» **元の文書**:
☆ ☆ ☆ ☆ ☆

2018-04-26 13:46:06 | 皆川博子
 タイトルの「U ウー」とは、海のオオカミと言われたドイツの小型潜水艦Uボートから取ってるんだろう。ドイツ語ではユーじゃなくてウーと発音するのかな。

 大好きな皆川博子の作品だから借りてみたが、読み始めて後悔した。第1次大戦中の1915年・ドイツ海軍の事が書いてあって、ちっとも面白く感じられなかったから。
 しかしまあ、我慢して読み進めていくと…話が飛んでいきなり1613年。オスマン帝国に強制徴募されるマジャール人とドイツ人とルーマニア人の少年たちが登場する。当時の東ヨーロッパはキリスト教圏なのだが、強大なオスマン帝国にたびたび攻め込まれ、支配者層は、子供たちを貢ぎ物として、オスマン帝国に送ったのだ。
 キリスト教徒の子どもたちは、強制的にイスラムに改宗させられ、多くの者は強い兵隊になり、学問や容姿が優れているものは、スルタンの小姓に取り立てられる。考えようによっては、生まれ故郷で貧しい生活をするより、能力により出世の道が開かれるのだから、強制徴募された方が良かったかもしれない。

☆ ☆ ☆ ☆ ☆

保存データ
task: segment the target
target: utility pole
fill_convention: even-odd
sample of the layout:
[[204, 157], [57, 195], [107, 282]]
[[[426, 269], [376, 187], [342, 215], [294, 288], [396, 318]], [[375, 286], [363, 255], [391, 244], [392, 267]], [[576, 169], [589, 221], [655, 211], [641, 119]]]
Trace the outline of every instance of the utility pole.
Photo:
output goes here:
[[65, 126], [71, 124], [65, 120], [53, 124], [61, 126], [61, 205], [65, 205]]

☆ ☆ ☆ ☆ ☆

» **課題**:
感想文の「しかしまあ、我慢して読み進め」から「た方が良かったかもしれない。」までを、最後の語句も含めて一字一句そのまま書き写してください。 保存データの各行は、感想文の内容とは関係ありません。

» **解答例**:
しかしまあ、我慢して読み進めていくと…話が飛んでいきなり1613年。オスマン帝国に強制徴募されるマジャール人とドイツ人とルーマニア人の少年たちが登場する。当時の東ヨーロッパはキリスト教圏なのだが、強大なオスマン帝国にたびたび攻め込まれ、支配者層は、子供たちを貢ぎ物として、オスマン帝国に送ったのだ。
 キリスト教徒の子どもたちは、強制的にイスラムに改宗させられ、多くの者は強い兵隊になり、学問や容姿が優れているものは、スルタンの小姓に取り立てられる。考えようによっては、生まれ故郷で貧しい生活をするより、能力により出世の道が開かれるのだから、強制徴募された方が良かったかもしれない。